• Work required
Turn each line of the data below into a Markdown table with two columns: Row, holding the row number, and Line, holding the line itself. Skip any blank lines.

• Entries
* Begin *

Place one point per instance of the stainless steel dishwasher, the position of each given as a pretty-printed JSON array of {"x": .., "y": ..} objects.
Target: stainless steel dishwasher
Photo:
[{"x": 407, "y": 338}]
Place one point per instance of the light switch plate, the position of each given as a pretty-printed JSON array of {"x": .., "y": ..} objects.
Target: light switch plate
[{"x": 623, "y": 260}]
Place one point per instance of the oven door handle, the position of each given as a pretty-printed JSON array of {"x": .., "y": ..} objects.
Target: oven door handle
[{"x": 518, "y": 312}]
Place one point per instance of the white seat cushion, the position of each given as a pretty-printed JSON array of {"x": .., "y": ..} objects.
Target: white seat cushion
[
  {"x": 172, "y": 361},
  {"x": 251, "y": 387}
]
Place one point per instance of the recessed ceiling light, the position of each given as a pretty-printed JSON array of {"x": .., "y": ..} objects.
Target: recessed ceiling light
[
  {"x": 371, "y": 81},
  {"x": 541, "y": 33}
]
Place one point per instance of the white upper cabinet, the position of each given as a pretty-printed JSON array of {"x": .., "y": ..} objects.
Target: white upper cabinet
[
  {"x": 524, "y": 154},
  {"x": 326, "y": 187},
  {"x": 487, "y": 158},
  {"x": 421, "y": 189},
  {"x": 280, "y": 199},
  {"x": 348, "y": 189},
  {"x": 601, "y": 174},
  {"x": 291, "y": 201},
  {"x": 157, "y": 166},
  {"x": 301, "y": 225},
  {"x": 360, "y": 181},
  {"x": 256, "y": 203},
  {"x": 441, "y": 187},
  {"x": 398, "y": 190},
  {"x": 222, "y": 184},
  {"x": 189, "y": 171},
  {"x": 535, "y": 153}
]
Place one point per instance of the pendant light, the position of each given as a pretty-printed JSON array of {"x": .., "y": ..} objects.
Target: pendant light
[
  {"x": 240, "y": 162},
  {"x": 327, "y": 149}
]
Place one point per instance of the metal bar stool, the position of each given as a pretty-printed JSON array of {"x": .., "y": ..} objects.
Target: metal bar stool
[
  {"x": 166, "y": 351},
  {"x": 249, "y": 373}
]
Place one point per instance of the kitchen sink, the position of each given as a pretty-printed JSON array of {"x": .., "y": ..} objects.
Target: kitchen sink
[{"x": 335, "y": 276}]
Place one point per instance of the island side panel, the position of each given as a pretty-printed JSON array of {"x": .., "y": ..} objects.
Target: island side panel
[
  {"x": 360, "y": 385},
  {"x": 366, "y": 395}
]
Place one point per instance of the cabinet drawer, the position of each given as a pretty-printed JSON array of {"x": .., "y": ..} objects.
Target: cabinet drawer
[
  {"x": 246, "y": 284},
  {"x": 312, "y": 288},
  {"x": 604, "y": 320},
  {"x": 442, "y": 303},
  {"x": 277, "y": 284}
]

* End *

• Response
| Row | Line |
|---|---|
| 1 | Place one point per instance of the stainless steel dishwasher, the position of each given as a pretty-printed JSON array of {"x": .., "y": ..} objects. |
| 2 | Target: stainless steel dishwasher |
| 3 | Photo: |
| 4 | [{"x": 407, "y": 338}] |
| 5 | Place one point per instance of the light switch plate, the position of each given as a pretty-printed JSON array of {"x": .., "y": ..} objects. |
| 6 | Target: light switch plate |
| 7 | [{"x": 623, "y": 260}] |
| 8 | Place one point per instance of the oven door handle, the position of each given as a pretty-printed JSON array of {"x": .., "y": ..} objects. |
| 9 | Target: oven door handle |
| 10 | [{"x": 518, "y": 312}] |
| 11 | Place one point per instance of the white seat cushion, the position of each given as a pretty-printed JSON array of {"x": .., "y": ..} objects. |
| 12 | Target: white seat cushion |
| 13 | [ |
| 14 |   {"x": 172, "y": 361}, |
| 15 |   {"x": 251, "y": 387} |
| 16 | ] |
| 17 | Place one point per instance of the recessed ceiling light, the position of each given as a pretty-printed JSON array of {"x": .., "y": ..} objects. |
| 18 | Target: recessed ceiling light |
| 19 | [ |
| 20 |   {"x": 371, "y": 81}, |
| 21 |   {"x": 541, "y": 33} |
| 22 | ] |
| 23 | Place one point per instance of the white upper cabinet, the position of each given as a pretty-printed JSON array of {"x": .., "y": ..} objects. |
| 24 | Target: white upper cabinet |
| 25 | [ |
| 26 |   {"x": 524, "y": 154}, |
| 27 |   {"x": 326, "y": 187}, |
| 28 |   {"x": 487, "y": 158}, |
| 29 |   {"x": 421, "y": 189}, |
| 30 |   {"x": 280, "y": 199}, |
| 31 |   {"x": 348, "y": 189}, |
| 32 |   {"x": 601, "y": 174}, |
| 33 |   {"x": 291, "y": 201}, |
| 34 |   {"x": 157, "y": 166}, |
| 35 |   {"x": 301, "y": 225}, |
| 36 |   {"x": 360, "y": 181}, |
| 37 |   {"x": 256, "y": 203}, |
| 38 |   {"x": 441, "y": 187}, |
| 39 |   {"x": 398, "y": 190}, |
| 40 |   {"x": 222, "y": 184}, |
| 41 |   {"x": 189, "y": 171}, |
| 42 |   {"x": 535, "y": 153} |
| 43 | ] |
| 44 | Place one point per instance of the pendant light, the position of each given as a pretty-printed JSON array of {"x": .., "y": ..} objects. |
| 45 | Target: pendant light |
| 46 | [ |
| 47 |   {"x": 240, "y": 162}, |
| 48 |   {"x": 327, "y": 149} |
| 49 | ] |
| 50 | Place one point per instance of the metal bar stool, the position of each given as a pretty-printed JSON array of {"x": .., "y": ..} objects. |
| 51 | Target: metal bar stool |
| 52 | [ |
| 53 |   {"x": 166, "y": 351}, |
| 54 |   {"x": 249, "y": 373} |
| 55 | ] |
| 56 | Place one point per instance of the kitchen sink, the position of each given as a pretty-printed JSON array of {"x": .., "y": ..} objects. |
| 57 | Target: kitchen sink |
| 58 | [{"x": 335, "y": 276}] |
| 59 | Place one point per instance of the island side panel, the position of each given as a pretty-printed JSON array of {"x": .., "y": ..} objects. |
| 60 | Target: island side panel |
| 61 | [ |
| 62 |   {"x": 360, "y": 385}, |
| 63 |   {"x": 366, "y": 395} |
| 64 | ] |
| 65 | Place one point per instance of the cabinet drawer, the position of each given as a pretty-printed JSON array of {"x": .., "y": ..} objects. |
| 66 | Target: cabinet drawer |
| 67 | [ |
| 68 |   {"x": 246, "y": 284}, |
| 69 |   {"x": 312, "y": 288}, |
| 70 |   {"x": 604, "y": 320}, |
| 71 |   {"x": 442, "y": 303}, |
| 72 |   {"x": 277, "y": 284} |
| 73 | ] |